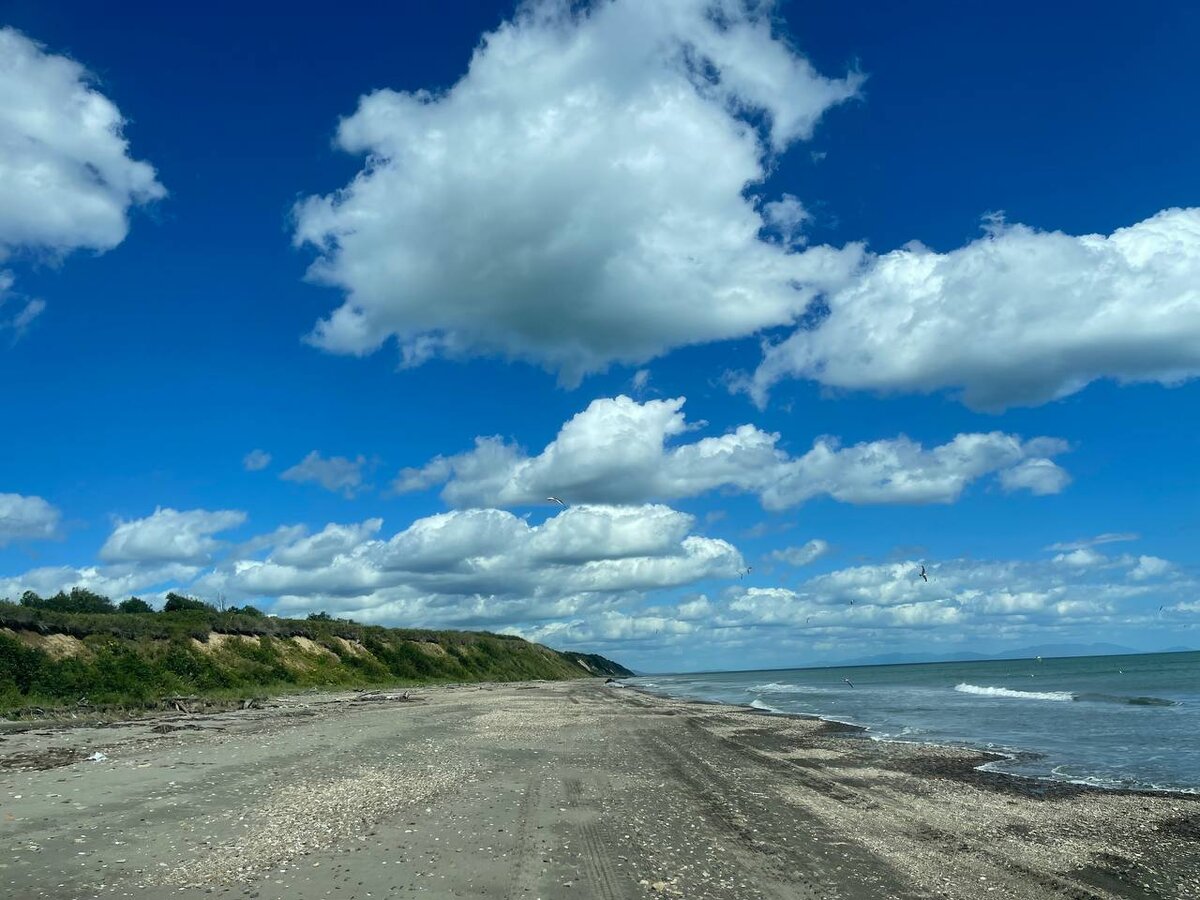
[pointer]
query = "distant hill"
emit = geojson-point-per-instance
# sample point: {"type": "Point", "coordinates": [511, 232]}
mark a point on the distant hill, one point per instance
{"type": "Point", "coordinates": [598, 665]}
{"type": "Point", "coordinates": [54, 658]}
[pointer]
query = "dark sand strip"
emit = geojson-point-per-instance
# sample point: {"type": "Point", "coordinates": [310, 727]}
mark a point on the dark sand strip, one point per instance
{"type": "Point", "coordinates": [555, 791]}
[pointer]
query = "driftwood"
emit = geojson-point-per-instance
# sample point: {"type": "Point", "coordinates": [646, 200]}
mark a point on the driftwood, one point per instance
{"type": "Point", "coordinates": [369, 696]}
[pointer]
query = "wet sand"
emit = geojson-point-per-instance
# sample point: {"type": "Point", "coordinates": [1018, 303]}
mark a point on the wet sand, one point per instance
{"type": "Point", "coordinates": [553, 790]}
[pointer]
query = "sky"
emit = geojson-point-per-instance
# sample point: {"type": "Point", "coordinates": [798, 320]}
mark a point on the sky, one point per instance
{"type": "Point", "coordinates": [781, 301]}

------------------------------------------------------------------------

Output an exact copy of the lines from the one holding "mark a point on the driftwood, one" to the last line of the data, inclusive, and nothing beyond that range.

mark a point on the driftwood, one point per instance
{"type": "Point", "coordinates": [369, 696]}
[pointer]
query = "wet sand"
emit = geojson-point-per-instance
# sample point: {"type": "Point", "coordinates": [1018, 303]}
mark a point on the wet sand, one point per instance
{"type": "Point", "coordinates": [553, 790]}
[pointer]
query = "sky"
emit = geojson-point-per-instance
# sample point: {"type": "Point", "coordinates": [798, 320]}
mark a point on the sky, one point per instance
{"type": "Point", "coordinates": [781, 301]}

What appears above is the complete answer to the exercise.